* Task 1:
Transcribe the records from their first line down to the line that contains "602], [575, 572, 604, 600]]", including both of those lines.
## START Document section
The refrigerant WT having flowed from the outside of the liquid cooling jacket 100 into the inlet flow path 100A flows through the inlet flow path 100A and then flows into the first flow path 100B. The refrigerant WT flowing through the first flow path 100B toward one side in the first direction flows into the second flow path 100C. The refrigerant WT flowing through the second flow path 100C toward one side in the third direction flows into the outlet flow path 100D and is discharged to the outside of the liquid cooling jacket 100. That is, the refrigerant WT flows from another side in the first direction to one side in the first direction through a flow path (a flow path including the first flow path 100B and the second flow path 100C) constituted by the liquid cooling jacket 100 and the heat dissipation member 1.

The semiconductor devices 71A and the like are arranged on another side in the third direction of the base portion 2. That is, heating elements (71A and the like) are arranged on another surface of the base portion 2. Heat generated from the semiconductor devices 71A and the like moves from the heat dissipation fin portion 10 to the refrigerant WT flowing inside the first flow path 100B, so that the semiconductor devices 71A and the like are cooled. Note that a semiconductor module 200 is constituted by the semiconductor devices 71A and the like and the heat dissipation member 1. That is, the semiconductor module 200 includes the heat dissipation member 1 and the semiconductor device 73B as a heating element.

In other words, the liquid cooling jacket 100 includes the first flow path 100B in which the fin FP and the top plate portion 503 can be arranged and which extends in the first direction, and the second flow path 100C connected to the downstream side with respect to the first flow path 100B and extending from the first flow path 100B to one side in the third direction.

<2. Overall Configuration of Heat Dissipation Member>

Next, the heat dissipation member 1 will be described in more detail. FIG. 3 is a perspective view of the heat dissipation member 1 according to the exemplary embodiment of the present disclosure.

As described above, the heat dissipation member 1 can be installed in the liquid cooling jacket 100, and includes the base portion 2 and the heat dissipation fin portion 10. The heat dissipation fin portion 10 includes an upstream side fin group 3, a center fin group 4, and a downstream side fin group 5.

The base portion 2 has a plate shape that extends in the first direction and the second direction and has thickness in the third direction. The base portion 2 is made from metal having high thermal conductivity, such as a copper alloy.

The upstream side fin group 3, the center fin group 4, and the downstream side fin group 5 (hereinafter, the fin groups 3, 4, and 5) are arranged on one side in the third direction of the base portion 2 from another side (upstream side) in the first direction toward one side (downstream side) in the first direction in this order. As described later, the fin groups 3, 4, and 5 are fixed to the surface 21 on one side in the third direction of the base portion 2 by brazing, for example.
## END Document section
* Task 2:
Restate word for word the part of the heat dissipation member description above that runs from "In other words, the" down to "the present disclosure.", including both ends.
## START Entries
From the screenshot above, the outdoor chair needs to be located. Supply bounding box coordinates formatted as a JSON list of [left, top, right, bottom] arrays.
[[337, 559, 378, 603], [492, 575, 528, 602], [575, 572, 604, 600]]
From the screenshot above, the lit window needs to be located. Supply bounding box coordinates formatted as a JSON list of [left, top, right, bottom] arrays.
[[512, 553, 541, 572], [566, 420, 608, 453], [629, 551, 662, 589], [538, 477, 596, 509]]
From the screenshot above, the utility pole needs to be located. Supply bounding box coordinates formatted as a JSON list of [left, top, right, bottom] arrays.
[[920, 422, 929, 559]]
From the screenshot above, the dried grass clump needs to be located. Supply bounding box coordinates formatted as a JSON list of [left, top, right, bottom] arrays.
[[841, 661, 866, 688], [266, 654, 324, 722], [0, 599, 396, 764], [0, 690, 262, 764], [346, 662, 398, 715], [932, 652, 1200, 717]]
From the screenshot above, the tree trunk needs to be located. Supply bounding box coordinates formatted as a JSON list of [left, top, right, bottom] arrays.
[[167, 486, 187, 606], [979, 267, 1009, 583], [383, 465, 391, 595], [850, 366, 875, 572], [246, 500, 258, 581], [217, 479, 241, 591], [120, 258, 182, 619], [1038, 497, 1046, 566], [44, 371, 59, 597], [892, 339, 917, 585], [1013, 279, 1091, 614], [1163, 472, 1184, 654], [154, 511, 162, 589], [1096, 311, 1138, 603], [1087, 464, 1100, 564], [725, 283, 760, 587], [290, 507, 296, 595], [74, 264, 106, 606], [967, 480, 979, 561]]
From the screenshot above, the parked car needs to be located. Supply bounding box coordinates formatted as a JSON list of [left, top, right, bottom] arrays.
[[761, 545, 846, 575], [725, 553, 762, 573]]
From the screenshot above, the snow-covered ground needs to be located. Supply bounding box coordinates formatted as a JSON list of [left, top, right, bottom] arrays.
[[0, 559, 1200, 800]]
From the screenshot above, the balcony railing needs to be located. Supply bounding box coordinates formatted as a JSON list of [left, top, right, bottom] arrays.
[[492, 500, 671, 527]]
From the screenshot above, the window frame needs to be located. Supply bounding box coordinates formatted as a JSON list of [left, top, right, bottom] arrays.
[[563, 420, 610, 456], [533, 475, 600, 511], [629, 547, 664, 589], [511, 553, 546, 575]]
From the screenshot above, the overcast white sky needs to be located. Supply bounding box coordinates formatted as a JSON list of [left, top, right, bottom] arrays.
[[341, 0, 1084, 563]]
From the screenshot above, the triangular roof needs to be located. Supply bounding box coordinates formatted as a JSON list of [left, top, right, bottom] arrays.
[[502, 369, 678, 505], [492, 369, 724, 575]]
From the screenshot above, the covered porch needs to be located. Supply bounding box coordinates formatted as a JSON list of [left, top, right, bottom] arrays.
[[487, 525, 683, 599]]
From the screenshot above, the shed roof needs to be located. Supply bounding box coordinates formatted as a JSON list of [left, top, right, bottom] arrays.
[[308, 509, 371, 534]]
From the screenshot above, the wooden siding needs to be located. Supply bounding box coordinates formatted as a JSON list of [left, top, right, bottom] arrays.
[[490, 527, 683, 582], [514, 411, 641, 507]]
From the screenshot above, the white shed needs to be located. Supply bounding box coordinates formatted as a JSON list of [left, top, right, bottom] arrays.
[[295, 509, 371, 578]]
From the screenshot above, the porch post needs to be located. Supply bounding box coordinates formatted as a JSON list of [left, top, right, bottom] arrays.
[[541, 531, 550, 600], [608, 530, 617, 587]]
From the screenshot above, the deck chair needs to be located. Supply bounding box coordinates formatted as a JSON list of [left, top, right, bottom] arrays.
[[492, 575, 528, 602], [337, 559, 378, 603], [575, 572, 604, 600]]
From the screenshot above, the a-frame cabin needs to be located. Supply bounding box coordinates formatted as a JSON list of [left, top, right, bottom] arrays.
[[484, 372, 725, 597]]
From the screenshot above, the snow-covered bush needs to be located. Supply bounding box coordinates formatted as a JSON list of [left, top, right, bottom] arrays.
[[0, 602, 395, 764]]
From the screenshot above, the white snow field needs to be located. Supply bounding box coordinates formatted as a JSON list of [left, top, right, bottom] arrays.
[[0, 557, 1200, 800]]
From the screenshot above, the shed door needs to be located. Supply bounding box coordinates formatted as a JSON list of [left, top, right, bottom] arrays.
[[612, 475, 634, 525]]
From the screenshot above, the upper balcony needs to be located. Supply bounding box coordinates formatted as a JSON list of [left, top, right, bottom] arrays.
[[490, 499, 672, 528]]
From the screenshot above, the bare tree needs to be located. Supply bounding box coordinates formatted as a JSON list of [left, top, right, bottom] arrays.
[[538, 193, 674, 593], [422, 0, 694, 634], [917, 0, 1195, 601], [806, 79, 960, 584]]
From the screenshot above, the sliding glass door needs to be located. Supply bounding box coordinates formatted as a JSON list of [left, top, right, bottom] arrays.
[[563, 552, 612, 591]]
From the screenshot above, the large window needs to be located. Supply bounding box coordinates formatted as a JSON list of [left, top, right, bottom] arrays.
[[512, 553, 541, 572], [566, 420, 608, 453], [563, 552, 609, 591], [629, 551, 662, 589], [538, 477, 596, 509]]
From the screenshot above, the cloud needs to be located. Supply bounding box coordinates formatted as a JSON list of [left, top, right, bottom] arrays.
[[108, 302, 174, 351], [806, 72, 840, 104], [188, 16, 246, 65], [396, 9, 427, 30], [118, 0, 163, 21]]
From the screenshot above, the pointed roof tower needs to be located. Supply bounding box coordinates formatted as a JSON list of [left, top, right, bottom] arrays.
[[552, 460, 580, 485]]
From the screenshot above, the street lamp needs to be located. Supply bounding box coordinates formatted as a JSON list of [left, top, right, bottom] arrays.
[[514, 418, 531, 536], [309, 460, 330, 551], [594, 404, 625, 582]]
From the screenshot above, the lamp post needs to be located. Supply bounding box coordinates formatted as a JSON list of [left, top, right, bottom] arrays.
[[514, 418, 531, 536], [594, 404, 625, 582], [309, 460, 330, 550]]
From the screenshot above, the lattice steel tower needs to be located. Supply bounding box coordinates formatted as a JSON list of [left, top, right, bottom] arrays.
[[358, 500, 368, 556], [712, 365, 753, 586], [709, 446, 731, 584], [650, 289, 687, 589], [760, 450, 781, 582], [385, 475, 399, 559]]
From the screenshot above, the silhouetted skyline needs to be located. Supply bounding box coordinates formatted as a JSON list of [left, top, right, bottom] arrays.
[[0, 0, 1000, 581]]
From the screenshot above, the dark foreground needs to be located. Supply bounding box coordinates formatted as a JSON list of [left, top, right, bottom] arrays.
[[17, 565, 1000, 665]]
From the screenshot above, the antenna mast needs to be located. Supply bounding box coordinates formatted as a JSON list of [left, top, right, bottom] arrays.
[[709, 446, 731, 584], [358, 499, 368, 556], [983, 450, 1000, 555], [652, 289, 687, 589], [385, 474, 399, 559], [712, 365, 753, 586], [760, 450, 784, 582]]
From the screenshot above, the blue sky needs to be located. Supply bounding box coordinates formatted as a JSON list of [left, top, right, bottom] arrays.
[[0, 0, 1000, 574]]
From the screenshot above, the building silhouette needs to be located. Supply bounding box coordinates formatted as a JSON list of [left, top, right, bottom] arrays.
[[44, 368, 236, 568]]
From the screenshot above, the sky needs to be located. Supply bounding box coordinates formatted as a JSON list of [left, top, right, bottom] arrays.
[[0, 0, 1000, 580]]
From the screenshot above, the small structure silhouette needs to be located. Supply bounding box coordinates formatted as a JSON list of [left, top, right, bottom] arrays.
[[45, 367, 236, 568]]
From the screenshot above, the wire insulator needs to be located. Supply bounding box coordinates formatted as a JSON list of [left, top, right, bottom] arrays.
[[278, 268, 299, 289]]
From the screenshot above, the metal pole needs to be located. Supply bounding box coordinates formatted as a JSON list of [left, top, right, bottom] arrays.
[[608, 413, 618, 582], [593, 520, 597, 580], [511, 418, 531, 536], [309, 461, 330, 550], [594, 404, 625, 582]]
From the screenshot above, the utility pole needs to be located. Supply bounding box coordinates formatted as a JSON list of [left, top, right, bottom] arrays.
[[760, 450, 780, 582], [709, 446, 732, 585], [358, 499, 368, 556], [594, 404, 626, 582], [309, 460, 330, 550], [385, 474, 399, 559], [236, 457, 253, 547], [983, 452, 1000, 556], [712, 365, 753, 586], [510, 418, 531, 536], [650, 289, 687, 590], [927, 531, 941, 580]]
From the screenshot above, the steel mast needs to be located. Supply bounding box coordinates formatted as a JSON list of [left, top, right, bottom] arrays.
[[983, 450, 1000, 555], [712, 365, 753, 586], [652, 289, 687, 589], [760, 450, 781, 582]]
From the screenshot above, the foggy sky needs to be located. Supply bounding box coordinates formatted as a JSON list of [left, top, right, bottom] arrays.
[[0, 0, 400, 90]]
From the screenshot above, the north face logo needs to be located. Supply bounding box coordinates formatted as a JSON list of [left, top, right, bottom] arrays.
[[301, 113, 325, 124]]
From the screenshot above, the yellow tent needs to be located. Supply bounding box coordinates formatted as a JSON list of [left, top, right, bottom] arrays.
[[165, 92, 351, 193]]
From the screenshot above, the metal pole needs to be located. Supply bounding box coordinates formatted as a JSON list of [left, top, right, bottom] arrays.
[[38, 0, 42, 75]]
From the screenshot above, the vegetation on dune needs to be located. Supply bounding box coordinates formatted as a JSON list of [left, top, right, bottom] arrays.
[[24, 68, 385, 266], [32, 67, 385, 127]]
## END Entries
* Problem solution 1:
From the screenshot above, the outdoor chair needs to be located. Supply bounding box coordinates formatted as a JSON list of [left, top, right, bottom] arrays.
[[337, 559, 378, 603], [492, 575, 528, 602], [575, 572, 604, 600]]

* Problem solution 2:
In other words, the liquid cooling jacket 100 includes the first flow path 100B in which the fin FP and the top plate portion 503 can be arranged and which extends in the first direction, and the second flow path 100C connected to the downstream side with respect to the first flow path 100B and extending from the first flow path 100B to one side in the third direction.

<2. Overall Configuration of Heat Dissipation Member>

Next, the heat dissipation member 1 will be described in more detail. FIG. 3 is a perspective view of the heat dissipation member 1 according to the exemplary embodiment of the present disclosure.